(Jobs):
A. In the KinoSearchContrib thread below, why was Tika abandoned?
B. Write the next part of the KinoSearchContrib thread below, starting after its final sentence.

(Passage shown):
####################

Item8629: refactor KinoSearchContrib to use StringiferContrib
Priority: Urgent
Current State: Closed
Released In: n/a
Target Release: n/a
or, consider deprecating
KinoSearchContrib when the
SolrPlugin is released. we should be able to keep
KinoSearchPlugin (but plugged into the Solr backend) so that existing topic contents continue to work. if we're really ambitious, we can ship kinosearch script shims so that
KinoSearch upgraders wouldn't have to even change their system scripts.
--
WillNorris - 26 Feb 2010
I would much rather keep the variety. There may be other reasons why Solr isn't suitable for some users.
--
SvenDowideit - 27 Feb 2010
but plugged into the Solr backend ... does not compute.
Basically, kino as well as good old plucene are embedded frontends to lucene. Solr, on the other hand is a "serverization" of lucene ... and a lot more. Feature-wise, it is a true superset of kino or plucene.
Main disadvantage, lots of perl dependencies.
StringifierContrib is meant to be a share based between both as they both need serialization of binary data. This is comparable with
Tika which I tried as well. It does have some advantages over
StringifierContrib, i.e. also able to return meta data in an xml format, like exif data of a photo. However, I abandoned Tika as basic tests on various office files showed that
StringifierContrib had a higher coverage while being more robust against weird office files.

####################

(Recorded data):
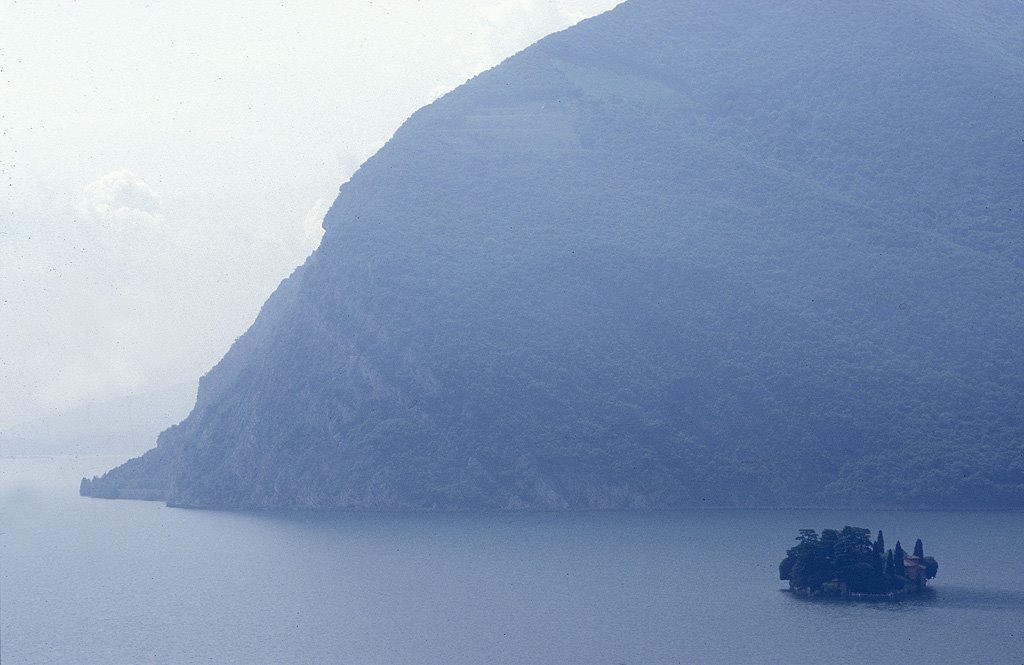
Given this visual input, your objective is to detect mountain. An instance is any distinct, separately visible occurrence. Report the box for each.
[83,0,1024,509]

####################

(Task-by-task outputs):
A. Basic tests on various office files showed that StringifierContrib had higher coverage and was more robust against weird office files.

B.
StringifierContrib has been externalized and improved over time. For one, it does not crash on password encoded xls files etc.
Coming soon: caching - don't re-stringify the same binary file if it has changed in the meantime. That's part of
SolrPlugin for no good reason.
There are still some more fundamental issues with
StringifierContrib inherited from its origins, foremost it recodes all strings to iso-8859-15. This might very well clash with the rest of the site's encoding. Next, its per line way of trying to detect a documents encoding might be overkill. So there's room for speed improvements here.
Other than that, it is a solid piece of work.
--
MichaelDaum - 27 Feb 2010
Done.
--
AndrewJones - 06 Jun 2010
There may be something wrong with this work?
* AndreU has quit (Quit: AndreU)
<alice|wl_> any help with kinosearch here?
<alice|wl_> accoring to ks_test I miss a Foswiki/Contrib/KinoSearchContrib/StringifyBase.pm
<alice|wl_> it is not in the package
--
SvenDowideit - 12 Jul 2010
I have removed the
ks_test
script from the contrib, as the functionality is covered with the
stringify
script in
StringifierContrib.
--
AndrewJones - 14 Jul 2010
Forgot to remove config items.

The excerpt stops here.